Что нужно сделать → Пожалуйста, замените «kindly» на «please» в материале с самого его начала до строки с «M586 0L0 0L0» включительно и приведите эти строки заново, больше ничего не меняя. Изображения в ответ не включайте.

[Исходный материал]
_ _ _ _ _

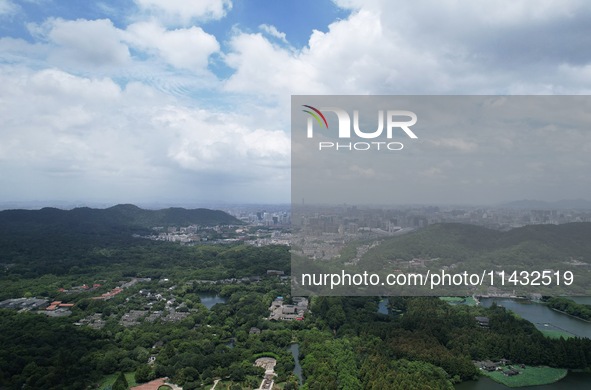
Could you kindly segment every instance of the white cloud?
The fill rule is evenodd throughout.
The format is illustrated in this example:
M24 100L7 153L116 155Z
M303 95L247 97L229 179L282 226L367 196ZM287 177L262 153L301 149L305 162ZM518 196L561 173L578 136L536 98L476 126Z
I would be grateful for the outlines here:
M28 27L31 34L56 46L49 54L53 64L119 67L130 61L121 30L108 19L48 19Z
M478 144L472 141L467 141L462 138L440 138L429 139L427 143L431 144L437 149L452 149L459 152L469 153L478 150Z
M18 11L18 6L10 0L0 0L0 16L12 15Z
M287 43L287 39L284 32L277 30L277 27L269 24L261 24L259 29L270 36L279 39L283 43Z
M581 0L337 1L351 15L299 50L238 32L226 87L256 95L585 93L591 9ZM426 28L428 26L428 28ZM261 29L273 36L269 28ZM568 42L568 44L565 44ZM270 75L270 77L261 77ZM572 77L575 75L575 77ZM581 77L577 77L580 75ZM584 84L581 84L581 78Z
M276 128L187 106L141 83L121 88L58 69L4 65L0 84L2 183L14 183L0 196L23 194L31 182L58 198L72 196L64 188L74 184L92 196L130 201L178 199L175 191L210 193L238 182L251 200L261 183L273 188L267 200L288 196L289 137ZM27 180L16 180L22 173Z
M221 19L232 9L231 0L134 0L145 13L163 23L187 25L191 21Z
M126 37L136 48L191 70L206 68L209 56L220 48L216 38L200 27L166 30L156 22L139 22L127 27Z

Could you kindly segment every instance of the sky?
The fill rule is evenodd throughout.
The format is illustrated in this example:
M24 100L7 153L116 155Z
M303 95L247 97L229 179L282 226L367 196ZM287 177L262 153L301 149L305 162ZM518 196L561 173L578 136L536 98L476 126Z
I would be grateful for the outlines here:
M586 0L0 0L0 202L288 203L291 95L587 95L590 20Z

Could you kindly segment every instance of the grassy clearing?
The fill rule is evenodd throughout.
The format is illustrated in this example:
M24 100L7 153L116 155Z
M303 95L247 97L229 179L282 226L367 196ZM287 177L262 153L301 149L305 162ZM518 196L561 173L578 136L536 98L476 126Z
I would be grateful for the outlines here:
M439 297L439 299L450 305L476 306L476 301L472 297Z
M564 378L568 372L564 368L532 366L521 368L517 365L514 365L513 367L520 372L519 375L505 376L502 371L482 371L482 374L508 387L524 387L546 385L557 382Z
M101 389L101 390L104 390L108 386L112 386L113 383L115 383L115 380L117 380L117 377L118 376L119 376L119 373L105 376L98 388ZM129 387L133 387L133 386L136 386L137 385L137 383L135 381L135 372L133 372L133 371L132 372L126 372L125 373L125 379L127 379L127 383L129 384Z
M544 336L549 337L551 339L559 339L561 337L564 339L569 339L571 337L574 337L572 334L570 334L568 332L564 332L562 330L543 329L543 330L540 330L540 332L542 332L544 334Z

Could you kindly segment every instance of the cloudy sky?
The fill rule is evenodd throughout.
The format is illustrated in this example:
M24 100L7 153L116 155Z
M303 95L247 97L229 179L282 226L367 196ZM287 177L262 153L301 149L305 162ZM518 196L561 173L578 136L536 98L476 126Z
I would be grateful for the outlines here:
M291 95L589 94L589 21L586 0L0 0L0 202L287 203Z

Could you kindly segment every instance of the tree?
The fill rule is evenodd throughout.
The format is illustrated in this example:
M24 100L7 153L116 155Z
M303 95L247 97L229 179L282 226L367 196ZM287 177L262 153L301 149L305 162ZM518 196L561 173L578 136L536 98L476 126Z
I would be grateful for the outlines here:
M154 372L147 364L143 364L135 370L135 381L137 383L149 382L154 379Z
M120 372L115 383L113 383L112 390L127 390L128 388L129 384L127 383L127 379L125 379L123 372Z

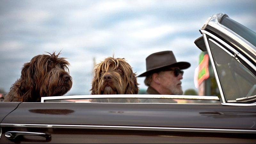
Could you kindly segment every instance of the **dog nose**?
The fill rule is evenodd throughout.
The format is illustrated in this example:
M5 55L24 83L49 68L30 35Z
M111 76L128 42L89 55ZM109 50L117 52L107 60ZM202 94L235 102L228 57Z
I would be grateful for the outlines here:
M63 78L66 80L68 80L68 79L70 79L70 76L69 75L67 75L67 74L65 74L63 75Z
M106 75L104 76L103 79L105 82L108 82L111 80L112 76L110 75Z

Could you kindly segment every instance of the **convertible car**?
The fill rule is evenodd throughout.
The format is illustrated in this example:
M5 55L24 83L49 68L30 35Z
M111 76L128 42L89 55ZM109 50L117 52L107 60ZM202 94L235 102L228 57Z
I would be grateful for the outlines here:
M224 13L210 17L199 32L195 43L208 57L210 64L202 68L212 67L216 92L1 102L0 143L256 143L256 33ZM200 92L212 87L204 82L209 71L198 80ZM128 98L136 102L126 102ZM143 99L177 103L140 102ZM100 100L104 99L112 102Z

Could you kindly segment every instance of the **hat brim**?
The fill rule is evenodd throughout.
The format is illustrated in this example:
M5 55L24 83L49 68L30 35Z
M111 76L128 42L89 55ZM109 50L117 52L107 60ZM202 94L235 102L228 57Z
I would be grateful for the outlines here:
M165 68L169 67L178 67L180 69L184 69L189 68L190 67L190 66L191 65L190 63L188 62L180 61L172 64L171 65L164 66L160 68L149 70L146 72L138 76L138 77L140 77L146 76L147 75L149 74L153 73L158 72L161 71L161 70L162 69L164 69Z

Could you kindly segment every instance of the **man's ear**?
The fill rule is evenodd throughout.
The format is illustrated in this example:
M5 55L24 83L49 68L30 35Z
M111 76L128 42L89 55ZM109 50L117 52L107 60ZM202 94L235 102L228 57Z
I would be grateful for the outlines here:
M160 83L160 79L158 74L156 73L154 73L152 75L152 80L157 84Z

_ _ _ _ _

Готовое решение →
Could you please segment every instance of the white cloud?
The fill rule is evenodd throughout.
The format is illustrated in this example:
M24 100L7 153L116 155Z
M303 95L247 97L229 179L282 226L367 196ZM287 177L262 153L301 149L305 162ZM518 196L561 173L578 136L536 98L476 126Z
I would be grateful for the outlines here:
M28 27L31 34L56 46L49 54L53 64L119 67L130 61L121 30L108 19L48 19Z
M478 144L472 141L467 141L462 138L440 138L429 139L427 143L431 144L437 149L452 149L459 152L469 153L478 150Z
M18 11L18 6L10 0L0 0L0 16L12 15Z
M287 43L287 39L284 32L277 30L277 27L269 24L261 24L259 29L270 36L279 39L283 43Z
M581 0L337 1L351 15L299 50L238 32L226 87L256 95L585 93L591 9ZM426 28L428 26L428 28ZM261 29L273 36L269 28ZM568 42L568 44L565 44ZM270 75L270 77L261 77ZM572 77L575 75L575 77ZM581 77L577 77L580 75ZM584 84L581 84L581 78Z
M276 128L187 106L141 83L121 88L58 69L4 65L0 84L2 183L14 183L0 196L23 194L31 182L58 198L72 196L64 188L74 184L92 196L130 201L178 199L175 191L210 193L238 182L251 200L261 183L273 188L267 200L288 196L289 137ZM27 180L16 180L22 173Z
M221 19L232 9L231 0L134 0L145 13L163 23L187 25L191 21Z
M126 37L136 48L191 70L206 68L209 56L220 48L216 38L200 27L166 30L156 22L139 22L127 27Z

Could you please segment every instance of the sky?
The fill rule is evenodd throughout.
The format is illustrated in this example:
M24 100L7 153L116 155Z
M303 95L247 97L229 179L282 226L367 196ZM287 177L262 153L301 149L305 162ZM518 196L561 173L578 136L536 98L476 126Z
I would be grateful for the outlines here:
M586 0L0 0L0 202L288 203L291 95L587 95L590 20Z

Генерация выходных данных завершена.